* **Work to be completed**:
Every line in the entries that holds "above" should be identified and copied.

* **Data records**:
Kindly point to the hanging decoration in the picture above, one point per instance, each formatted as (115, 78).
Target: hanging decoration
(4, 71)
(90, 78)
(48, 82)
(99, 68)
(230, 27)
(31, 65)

* * *

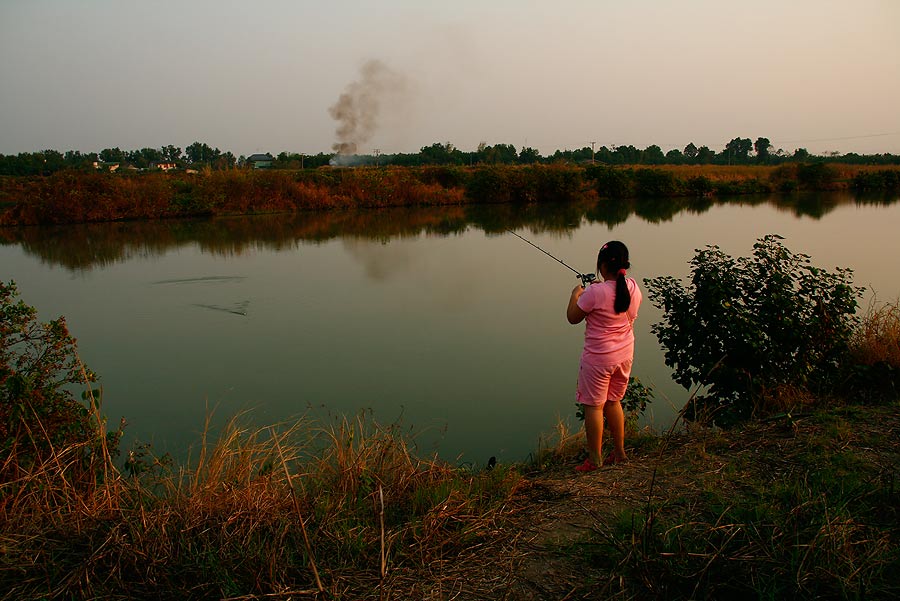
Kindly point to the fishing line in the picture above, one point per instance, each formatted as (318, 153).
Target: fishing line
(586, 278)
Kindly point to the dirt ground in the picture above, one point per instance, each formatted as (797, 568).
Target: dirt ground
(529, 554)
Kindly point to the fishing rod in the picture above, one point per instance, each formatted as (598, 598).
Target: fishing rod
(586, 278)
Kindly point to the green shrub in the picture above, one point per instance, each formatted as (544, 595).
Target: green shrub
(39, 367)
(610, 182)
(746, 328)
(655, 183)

* **Exercise output**:
Kindly point to the hanging decoration in the picture above, one point per instance, each formatted as (115, 78).
Kindly point to the fishing line in the picture above, one point per instance, each formatted as (318, 153).
Kindly point to the dirt ground in the picture above, one point per instance, each formatted as (797, 568).
Kindly point to the fishing rod in the picture above, one point per instance, each formatted as (598, 598).
Kindly point to the green shrub in the picture above, one point per instance, each formatted as (544, 595).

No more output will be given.